SOURCE DOCUMENT |

An exemplary sulfur-containing polyol may be prepared using thiodiethanol as the sulfur-containing initiator, which is alkoxylated with propylene oxide and/or ethylene oxide. The sulfur-containing polyol may be further reacted with hydroxy epoxide, such as glycidol, to increase the hydroxyl functionality of the resultant polyol. For example, such a sulfur-containing polyol may have a nominal hydroxyl functionality of 3 and an equivalent weight from 1000 g/mol equivalence to 2000 g/mol equivalence. By selectively adding the hydroxy epoxide at a certain stage of the alkoxylation process for forming the sulfur-containing polyol a higher functionality polyol, such as a triol, may be obtained.
Catalysis for this polymerization of the sulfur-containing polyol may be either anionic or cationic. Exemplary catalysts include potassium hydroxide (KOH), cesium hydroxide (CsOH), boron trifluoride, and double metal cyanide complex (DMC) catalyst such as zinc hexacyanocobaltate or quaternary phosphazenium compound. In the case of alkaline catalysts, these alkaline catalysts may be removed from the polyol at the end of production by a proper finishing step, such as coalescence, magnesium silicate separation or acid neutralization.
In exemplary embodiments, additional sulfite based additives may be included in the isocyanate-reactive component, e.g., such as the sulfur-carbon compound as discussed in International Publication No. WO 2015/082242 and the sulfite with a tertiary amine catalyst forming a catalyst composition as discussed in International Publication No. WO 2016/061068. In other exemplary embodiments, use of compounds that include the SO₃ ²⁺ ion, may be minimized and/or avoided in the isocyanate-reactive component. In exemplary embodiments, the use of sulfinic based additives, such as sulfinic acids that are oxoacids of sulfur having the general structure R—SO(OH), where R is an organic alkyl or aryl group, may be minimized and/or avoided in the isocyanate-reactive component. In exemplary embodiments, the use of sulfonate based additives, such as sulfinate salts, may be minimized and/or avoided in the isocyanate-reactive component. In exemplary embodiments, the use of sulfonic based additives, such as sulfonic acids having the general structure R—S(═O)₂—OH, where R is an organic alkyl or aryl group and the S(═O)₂—OH group a sulfonyl hydroxide, may be minimized and/or avoided in the isocyanate-reactive component.

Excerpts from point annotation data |
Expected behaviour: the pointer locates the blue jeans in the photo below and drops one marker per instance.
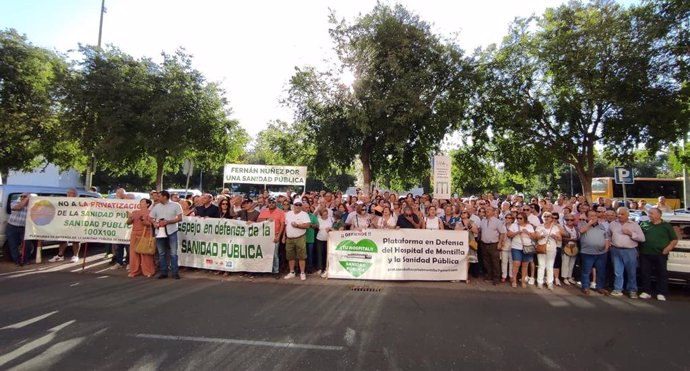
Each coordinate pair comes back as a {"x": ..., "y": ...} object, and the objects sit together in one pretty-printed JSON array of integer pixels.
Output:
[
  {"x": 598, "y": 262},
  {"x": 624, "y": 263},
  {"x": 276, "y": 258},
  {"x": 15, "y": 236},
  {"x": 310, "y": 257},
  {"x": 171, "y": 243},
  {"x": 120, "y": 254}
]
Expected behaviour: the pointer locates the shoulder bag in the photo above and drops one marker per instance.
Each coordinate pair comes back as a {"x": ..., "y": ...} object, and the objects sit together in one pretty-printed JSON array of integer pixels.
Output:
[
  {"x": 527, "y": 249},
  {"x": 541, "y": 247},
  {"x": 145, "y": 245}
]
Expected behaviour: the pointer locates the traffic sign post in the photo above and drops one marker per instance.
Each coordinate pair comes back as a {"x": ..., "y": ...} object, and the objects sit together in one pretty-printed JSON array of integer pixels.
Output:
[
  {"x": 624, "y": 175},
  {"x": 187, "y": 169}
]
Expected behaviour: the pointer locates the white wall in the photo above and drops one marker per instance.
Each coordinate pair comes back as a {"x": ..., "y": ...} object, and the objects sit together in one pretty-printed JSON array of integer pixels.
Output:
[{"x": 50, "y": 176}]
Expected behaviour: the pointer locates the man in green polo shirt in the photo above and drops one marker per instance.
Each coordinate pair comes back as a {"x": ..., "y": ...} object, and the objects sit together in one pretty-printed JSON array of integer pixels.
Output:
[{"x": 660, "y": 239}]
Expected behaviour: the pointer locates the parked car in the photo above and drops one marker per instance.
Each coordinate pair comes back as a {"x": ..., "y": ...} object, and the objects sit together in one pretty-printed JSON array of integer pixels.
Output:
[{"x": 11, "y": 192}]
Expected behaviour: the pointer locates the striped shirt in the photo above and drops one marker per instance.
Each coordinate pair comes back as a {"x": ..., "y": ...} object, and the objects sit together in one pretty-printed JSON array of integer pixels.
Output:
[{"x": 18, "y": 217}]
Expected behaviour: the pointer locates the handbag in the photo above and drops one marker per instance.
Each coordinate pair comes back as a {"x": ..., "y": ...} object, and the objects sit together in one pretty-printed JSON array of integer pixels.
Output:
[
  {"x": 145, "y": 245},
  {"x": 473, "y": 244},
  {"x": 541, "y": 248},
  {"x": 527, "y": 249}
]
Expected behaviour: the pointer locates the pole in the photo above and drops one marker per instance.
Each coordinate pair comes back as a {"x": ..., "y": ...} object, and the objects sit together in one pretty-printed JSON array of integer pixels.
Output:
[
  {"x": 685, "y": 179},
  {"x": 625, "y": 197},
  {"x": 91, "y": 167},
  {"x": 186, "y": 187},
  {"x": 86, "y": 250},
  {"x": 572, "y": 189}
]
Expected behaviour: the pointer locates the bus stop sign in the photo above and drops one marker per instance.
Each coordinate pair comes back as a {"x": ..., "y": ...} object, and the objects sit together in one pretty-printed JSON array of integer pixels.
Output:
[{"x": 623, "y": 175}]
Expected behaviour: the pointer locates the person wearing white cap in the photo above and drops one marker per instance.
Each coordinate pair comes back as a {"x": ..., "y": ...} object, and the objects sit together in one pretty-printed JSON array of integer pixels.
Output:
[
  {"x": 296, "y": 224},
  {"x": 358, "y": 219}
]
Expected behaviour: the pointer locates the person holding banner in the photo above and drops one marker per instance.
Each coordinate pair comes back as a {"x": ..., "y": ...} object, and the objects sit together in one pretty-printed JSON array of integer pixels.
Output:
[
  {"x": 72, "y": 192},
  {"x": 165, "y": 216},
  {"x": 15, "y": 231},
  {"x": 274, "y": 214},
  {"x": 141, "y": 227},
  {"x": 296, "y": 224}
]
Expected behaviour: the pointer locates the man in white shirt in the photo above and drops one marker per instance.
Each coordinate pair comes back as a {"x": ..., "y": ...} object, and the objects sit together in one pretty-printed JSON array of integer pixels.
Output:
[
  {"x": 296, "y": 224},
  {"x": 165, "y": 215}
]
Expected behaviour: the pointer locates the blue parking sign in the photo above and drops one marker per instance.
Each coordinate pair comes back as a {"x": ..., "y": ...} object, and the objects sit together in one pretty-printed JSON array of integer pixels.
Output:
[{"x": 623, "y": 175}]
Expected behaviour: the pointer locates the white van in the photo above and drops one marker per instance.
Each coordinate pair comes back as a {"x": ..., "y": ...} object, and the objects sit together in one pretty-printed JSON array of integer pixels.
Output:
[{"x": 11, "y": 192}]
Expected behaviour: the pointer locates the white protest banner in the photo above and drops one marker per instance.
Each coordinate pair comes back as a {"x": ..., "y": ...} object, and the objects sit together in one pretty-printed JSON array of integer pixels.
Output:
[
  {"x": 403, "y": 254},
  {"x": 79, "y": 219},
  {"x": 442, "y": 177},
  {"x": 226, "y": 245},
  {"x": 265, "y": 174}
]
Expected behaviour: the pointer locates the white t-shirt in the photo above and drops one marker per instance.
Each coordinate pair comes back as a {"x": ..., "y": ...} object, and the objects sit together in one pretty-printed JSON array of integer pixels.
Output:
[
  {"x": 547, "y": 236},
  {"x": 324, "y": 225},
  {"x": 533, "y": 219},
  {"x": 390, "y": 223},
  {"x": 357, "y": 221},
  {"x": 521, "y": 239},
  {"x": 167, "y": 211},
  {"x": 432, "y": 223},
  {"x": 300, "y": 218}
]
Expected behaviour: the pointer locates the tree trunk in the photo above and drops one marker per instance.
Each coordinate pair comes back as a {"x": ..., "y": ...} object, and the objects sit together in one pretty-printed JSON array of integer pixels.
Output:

THE TASKS |
1. Answer these questions from the passage on sulfur-containing polyols:
(a) Which compound is named as the sulfur-containing initiator?
(b) What three finishing steps are listed for removing alkaline catalysts from the polyol?
(c) Which International Publication discusses a sulfite with a tertiary amine catalyst forming a catalyst composition?
2. Duplicate the lines of the records, starting at the line that contains "Expected behaviour: the pointer locates the tree" and continuing through the last line of the records.

TASK-BY-TASK OUTPUTS |
1.
(a) Thiodiethanol
(b) Coalescence, magnesium silicate separation, and acid neutralization
(c) WO 2016/061068

2.
Expected behaviour: the pointer locates the tree trunk in the photo above and drops one marker per instance.
Each coordinate pair comes back as a {"x": ..., "y": ...} object, and the objects sit together in one pretty-printed JSON array of integer pixels.
Output:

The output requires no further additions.